What is expected: Give each line of the entries below as one string in a JSON list, skipping blank lines and leaving out the pictures.
[begin Exercise input]
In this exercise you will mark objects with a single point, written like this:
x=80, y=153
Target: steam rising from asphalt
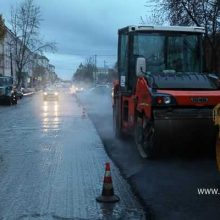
x=98, y=103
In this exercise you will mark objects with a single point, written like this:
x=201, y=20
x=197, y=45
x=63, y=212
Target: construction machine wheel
x=144, y=137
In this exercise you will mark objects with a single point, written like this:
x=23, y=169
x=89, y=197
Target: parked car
x=7, y=93
x=19, y=93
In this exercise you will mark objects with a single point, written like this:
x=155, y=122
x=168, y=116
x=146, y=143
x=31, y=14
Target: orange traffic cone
x=107, y=190
x=83, y=113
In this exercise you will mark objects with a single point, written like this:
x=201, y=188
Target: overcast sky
x=83, y=28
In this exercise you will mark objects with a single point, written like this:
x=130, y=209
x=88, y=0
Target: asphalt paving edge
x=148, y=211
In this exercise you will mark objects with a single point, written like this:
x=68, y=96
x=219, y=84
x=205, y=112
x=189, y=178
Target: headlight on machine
x=167, y=100
x=163, y=100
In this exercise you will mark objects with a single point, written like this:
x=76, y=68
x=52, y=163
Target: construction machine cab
x=162, y=49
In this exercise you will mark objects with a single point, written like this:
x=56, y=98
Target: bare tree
x=154, y=15
x=204, y=13
x=25, y=24
x=2, y=28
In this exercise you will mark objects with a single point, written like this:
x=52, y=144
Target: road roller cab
x=162, y=93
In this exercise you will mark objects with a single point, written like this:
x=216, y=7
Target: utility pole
x=95, y=67
x=12, y=75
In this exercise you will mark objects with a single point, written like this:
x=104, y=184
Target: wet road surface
x=168, y=186
x=52, y=165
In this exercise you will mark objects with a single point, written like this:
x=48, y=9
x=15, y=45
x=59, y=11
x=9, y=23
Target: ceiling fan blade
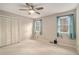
x=39, y=8
x=37, y=12
x=23, y=9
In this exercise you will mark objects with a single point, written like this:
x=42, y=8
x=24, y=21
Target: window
x=63, y=24
x=37, y=27
x=66, y=25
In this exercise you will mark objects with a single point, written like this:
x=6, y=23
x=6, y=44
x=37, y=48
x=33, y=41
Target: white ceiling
x=49, y=8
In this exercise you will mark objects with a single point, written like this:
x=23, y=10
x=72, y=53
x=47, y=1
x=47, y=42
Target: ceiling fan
x=31, y=8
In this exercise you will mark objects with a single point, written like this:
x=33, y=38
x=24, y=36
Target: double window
x=66, y=25
x=37, y=26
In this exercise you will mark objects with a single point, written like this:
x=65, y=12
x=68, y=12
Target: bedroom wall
x=14, y=28
x=49, y=30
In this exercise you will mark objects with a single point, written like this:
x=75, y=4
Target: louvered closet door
x=4, y=33
x=0, y=31
x=8, y=30
x=14, y=30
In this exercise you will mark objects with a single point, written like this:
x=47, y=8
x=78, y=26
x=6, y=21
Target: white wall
x=49, y=30
x=14, y=28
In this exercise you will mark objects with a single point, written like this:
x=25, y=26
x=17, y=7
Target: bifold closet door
x=15, y=33
x=4, y=37
x=0, y=32
x=8, y=30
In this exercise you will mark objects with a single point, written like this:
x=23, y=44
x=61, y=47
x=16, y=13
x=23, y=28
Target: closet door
x=14, y=30
x=4, y=40
x=0, y=31
x=8, y=30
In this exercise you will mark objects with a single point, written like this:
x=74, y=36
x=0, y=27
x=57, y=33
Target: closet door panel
x=4, y=31
x=14, y=31
x=0, y=31
x=8, y=31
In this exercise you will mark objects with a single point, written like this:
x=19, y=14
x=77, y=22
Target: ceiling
x=49, y=8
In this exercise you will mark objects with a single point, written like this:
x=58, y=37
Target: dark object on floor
x=55, y=41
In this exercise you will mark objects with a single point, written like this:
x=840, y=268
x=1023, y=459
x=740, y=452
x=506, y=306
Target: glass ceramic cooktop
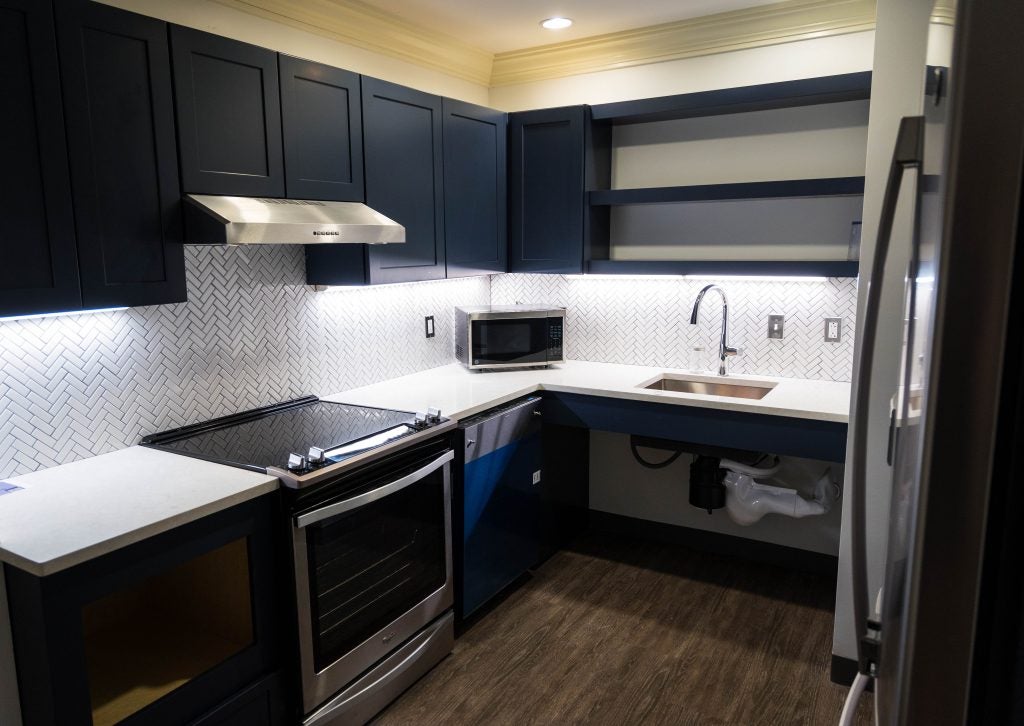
x=267, y=439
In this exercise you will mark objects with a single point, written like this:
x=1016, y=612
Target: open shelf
x=795, y=268
x=833, y=186
x=828, y=89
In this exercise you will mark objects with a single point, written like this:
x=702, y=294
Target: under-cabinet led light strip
x=64, y=313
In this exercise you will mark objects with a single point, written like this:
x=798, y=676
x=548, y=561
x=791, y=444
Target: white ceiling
x=500, y=26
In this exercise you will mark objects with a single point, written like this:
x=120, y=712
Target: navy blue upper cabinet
x=228, y=112
x=403, y=174
x=116, y=72
x=546, y=190
x=475, y=224
x=37, y=225
x=323, y=131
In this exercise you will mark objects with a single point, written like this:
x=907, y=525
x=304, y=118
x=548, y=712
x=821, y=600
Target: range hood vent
x=251, y=220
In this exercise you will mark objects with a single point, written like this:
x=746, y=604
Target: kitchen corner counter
x=73, y=513
x=460, y=392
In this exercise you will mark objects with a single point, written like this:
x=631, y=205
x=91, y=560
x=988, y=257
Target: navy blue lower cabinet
x=824, y=440
x=497, y=502
x=262, y=703
x=169, y=631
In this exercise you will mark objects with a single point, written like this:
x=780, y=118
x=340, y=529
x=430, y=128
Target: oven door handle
x=304, y=520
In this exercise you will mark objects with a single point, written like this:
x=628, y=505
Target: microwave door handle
x=304, y=520
x=906, y=156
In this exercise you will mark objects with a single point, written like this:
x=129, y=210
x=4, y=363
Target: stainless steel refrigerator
x=946, y=646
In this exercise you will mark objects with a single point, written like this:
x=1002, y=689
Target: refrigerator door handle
x=907, y=156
[end Exercise input]
Final result:
[
  "In this exercise you will mark objects with a single point, written like this:",
  "x=80, y=153",
  "Target: steam rising from asphalt",
  "x=98, y=103",
  "In this exercise you will mark objects with a single point, written like this:",
  "x=201, y=20",
  "x=197, y=45",
  "x=63, y=212",
  "Target: construction machine wheel",
  "x=144, y=137",
  "In this exercise you will mark objects with a single point, written like this:",
  "x=23, y=169",
  "x=89, y=197",
  "Target: parked car",
  "x=7, y=93",
  "x=19, y=93",
  "In this exercise you will mark objects with a single point, written like this:",
  "x=155, y=122",
  "x=168, y=116",
  "x=146, y=143",
  "x=31, y=14",
  "Target: orange traffic cone",
  "x=107, y=190",
  "x=83, y=113",
  "In this exercise you will mark objects with a single point, written like this:",
  "x=201, y=188",
  "Target: overcast sky",
  "x=83, y=28",
  "In this exercise you will mark objects with a single point, written like this:",
  "x=130, y=209",
  "x=88, y=0",
  "Target: asphalt paving edge",
  "x=148, y=211",
  "In this exercise you will mark objects with a single point, written like this:",
  "x=68, y=96",
  "x=219, y=84",
  "x=205, y=112",
  "x=189, y=178",
  "Target: headlight on machine",
  "x=167, y=100",
  "x=163, y=100",
  "In this exercise you will mark objects with a single point, written like this:",
  "x=76, y=68",
  "x=52, y=163",
  "Target: construction machine cab",
  "x=162, y=49",
  "In this exercise you will mark objects with a single point, written like this:",
  "x=56, y=98",
  "Target: bare tree",
  "x=154, y=15",
  "x=204, y=13",
  "x=25, y=24",
  "x=2, y=28",
  "In this exercise you will mark objects with a single point, written like this:",
  "x=52, y=144",
  "Target: road roller cab",
  "x=162, y=93",
  "In this exercise you will mark objects with a single point, written like this:",
  "x=216, y=7",
  "Target: utility pole",
  "x=95, y=67",
  "x=12, y=75",
  "In this exercise you will mark objects with a single point, written like this:",
  "x=104, y=184",
  "Target: wet road surface",
  "x=168, y=186",
  "x=52, y=165",
  "In this exercise you will mark objects with a single point, written like this:",
  "x=48, y=9",
  "x=15, y=45",
  "x=59, y=11",
  "x=9, y=23",
  "Target: ceiling fan blade",
  "x=39, y=8",
  "x=37, y=12",
  "x=23, y=9",
  "In this exercise you will mark objects with a single point, written like this:",
  "x=42, y=8",
  "x=24, y=21",
  "Target: window",
  "x=63, y=24",
  "x=37, y=27",
  "x=66, y=25",
  "In this exercise you will mark objects with a single point, written like this:",
  "x=6, y=23",
  "x=6, y=44",
  "x=37, y=48",
  "x=33, y=41",
  "Target: white ceiling",
  "x=49, y=8",
  "In this exercise you will mark objects with a single point, written like this:",
  "x=23, y=10",
  "x=72, y=53",
  "x=47, y=1",
  "x=47, y=42",
  "Target: ceiling fan",
  "x=31, y=8",
  "In this exercise you will mark objects with a single point, written like this:",
  "x=33, y=38",
  "x=24, y=36",
  "Target: double window",
  "x=66, y=25",
  "x=37, y=26",
  "In this exercise you will mark objects with a single point, written like this:",
  "x=65, y=12",
  "x=68, y=12",
  "Target: bedroom wall",
  "x=14, y=28",
  "x=49, y=30",
  "In this exercise you will mark objects with a single point, written like this:",
  "x=75, y=4",
  "Target: louvered closet door",
  "x=4, y=33",
  "x=0, y=31",
  "x=8, y=30",
  "x=14, y=30",
  "In this exercise you will mark objects with a single point, written like this:",
  "x=47, y=8",
  "x=78, y=26",
  "x=6, y=21",
  "Target: white wall",
  "x=49, y=30",
  "x=14, y=28",
  "In this exercise you will mark objects with a single point, written like this:",
  "x=25, y=26",
  "x=17, y=7",
  "Target: bifold closet door",
  "x=15, y=33",
  "x=4, y=37",
  "x=0, y=32",
  "x=8, y=30",
  "In this exercise you will mark objects with a single point, written like this:",
  "x=23, y=44",
  "x=61, y=47",
  "x=16, y=13",
  "x=23, y=28",
  "Target: closet door",
  "x=14, y=30",
  "x=4, y=40",
  "x=0, y=31",
  "x=8, y=30",
  "In this exercise you will mark objects with a single point, written like this:",
  "x=74, y=36",
  "x=0, y=27",
  "x=57, y=33",
  "Target: closet door panel",
  "x=4, y=31",
  "x=14, y=31",
  "x=0, y=31",
  "x=8, y=31",
  "In this exercise you will mark objects with a single point, written like this:",
  "x=19, y=14",
  "x=77, y=22",
  "Target: ceiling",
  "x=49, y=8",
  "In this exercise you will mark objects with a single point, written like this:",
  "x=58, y=37",
  "Target: dark object on floor",
  "x=55, y=41",
  "In this exercise you will mark objects with a single point, written like this:",
  "x=840, y=268",
  "x=1023, y=459",
  "x=740, y=452",
  "x=506, y=306",
  "Target: glass ceramic cooktop",
  "x=267, y=439",
  "In this exercise you will mark objects with a single point, written like this:",
  "x=1016, y=612",
  "Target: open shelf",
  "x=795, y=268",
  "x=833, y=186",
  "x=828, y=89",
  "In this exercise you will mark objects with a single point, written like this:",
  "x=702, y=294",
  "Target: under-cabinet led light strip",
  "x=64, y=313",
  "In this exercise you will mark objects with a single point, written like this:",
  "x=798, y=676",
  "x=548, y=561",
  "x=791, y=444",
  "Target: white ceiling",
  "x=500, y=26",
  "In this exercise you will mark objects with a single point, written like this:",
  "x=120, y=712",
  "Target: navy blue upper cabinet",
  "x=228, y=112",
  "x=403, y=174",
  "x=116, y=72",
  "x=546, y=190",
  "x=475, y=224",
  "x=37, y=225",
  "x=323, y=131",
  "In this exercise you will mark objects with a single point, written like this:",
  "x=907, y=525",
  "x=304, y=118",
  "x=548, y=712",
  "x=821, y=600",
  "Target: range hood vent",
  "x=251, y=220",
  "In this exercise you will mark objects with a single point, written like this:",
  "x=746, y=604",
  "Target: kitchen corner counter",
  "x=73, y=513",
  "x=460, y=392",
  "In this exercise you will mark objects with a single point, written like this:",
  "x=631, y=205",
  "x=91, y=560",
  "x=988, y=257",
  "Target: navy blue lower cabinet",
  "x=824, y=440",
  "x=497, y=502",
  "x=262, y=703",
  "x=169, y=631",
  "In this exercise you will mark objects with a single point, written like this:",
  "x=780, y=118",
  "x=340, y=529",
  "x=430, y=128",
  "Target: oven door handle",
  "x=304, y=520",
  "In this exercise you will mark objects with a single point, written like this:",
  "x=628, y=505",
  "Target: microwave door handle",
  "x=304, y=520",
  "x=906, y=156",
  "In this exercise you will mark objects with a single point, written like this:",
  "x=129, y=210",
  "x=4, y=363",
  "Target: stainless steel refrigerator",
  "x=946, y=646",
  "In this exercise you will mark objects with a single point, written like this:",
  "x=1002, y=689",
  "Target: refrigerator door handle",
  "x=907, y=156"
]